### What is being asked
According to the Math II page below, at what RAM address does the function plotter's machine code routine start?

Math II

Date: 198x
Type: Program
Platform(s): TS 1000

Multiple math routines.

  • Plot = Super Function Plot – See REMs for instructions
  • RSC = Scaling Program
  • RUKU = 4th Order Runge Kutta
  • RTFND = Transcendental Equation Solution
  • CMAR = Doesn’t run

Math II is a collection of five mathematical routines for the ZX81/TS1000: a complex number calculator (CMAR), a function plotter (Super Function Plot), a scale-interval calculator (RSC), a fourth-order Runge-Kutta ODE integrator (RUKU), and a transcendental equation solver (RTFND). The function plotter compiles a 386-byte machine code routine into RAM starting at address 16514, allowing subsequent plotting via RAND USR 16514 without re-running the BASIC. RUKU implements the classical four-stage Runge-Kutta method, accepting the derivative function as a string evaluated with VAL R$ at runtime. The complex number calculator (CMAR) stores a history of operands in array X(8) and supports 12 operations (selected by jumping to line 50*F) including addition, subtraction, multiplication, division, reciprocal, and square root of complex numbers, though the routine is noted as non-functional.


Program Analysis

Program Structure

The listing contains five independent programs loaded separately. Each is identified by a REM label at its start. The five components are:

  1. CMAR — Complex number calculator (noted as non-functional)
  2. Super Function Plot — Graphing utility with machine code compilation
  3. RSC — Axis scaling calculator
  4. RUKU — Fourth-order Runge-Kutta ODE integrator
  5. RTFND — Transcendental equation solver (listing not included)

CMAR — Complex Number Calculator

CMAR uses a single array X(8) as a register stack, storing the current complex number in X(1)/X(2) and history entries in higher slots. The operation selector at line 20 accepts an integer F from 1 to 12, then dispatches via GOTO 50*F, placing each operation’s code at line multiples of 50. This is a compact computed-GOTO idiom that avoids a long IF-THEN chain.

The 12 operations mapped to line numbers are:

LineOperation
50Enter R, I (input new complex number)
100Push history (shift X array up by 2)
150Swap X and Y registers
200Store to K, M memory
250Recall from K, M memory
300Add: (R+X(3), J+X(4))
350Subtract: (X(3)−R, X(4)−J)
400Multiply: (R·X(3)−J·X(4), R·X(4)+J·X(3))

### Information shown
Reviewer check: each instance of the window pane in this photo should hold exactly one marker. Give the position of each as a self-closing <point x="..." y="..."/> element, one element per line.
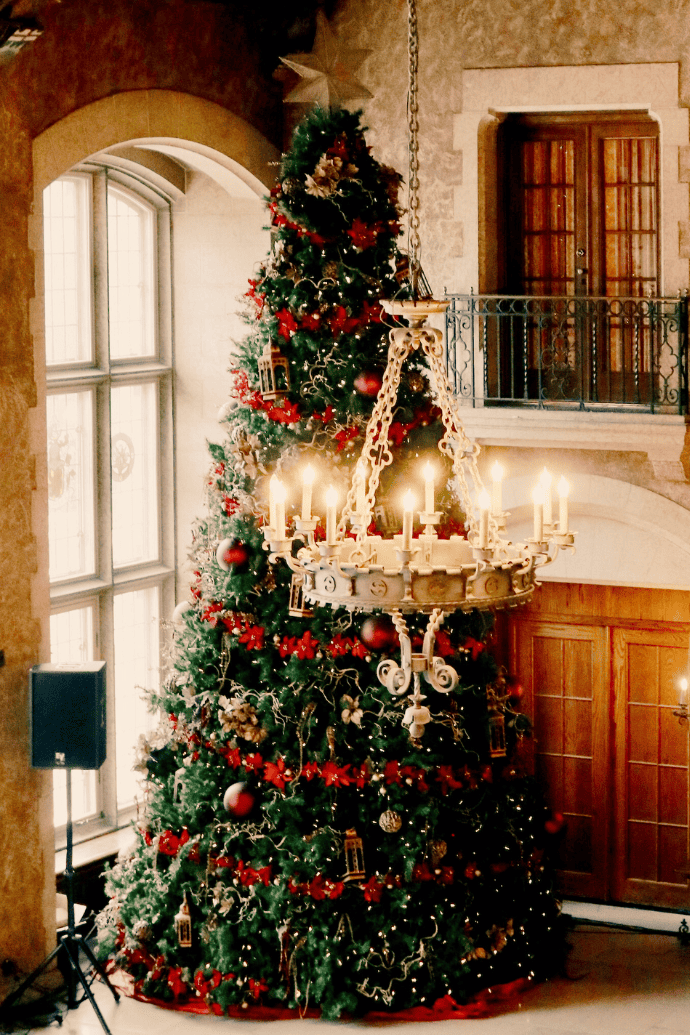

### The response
16514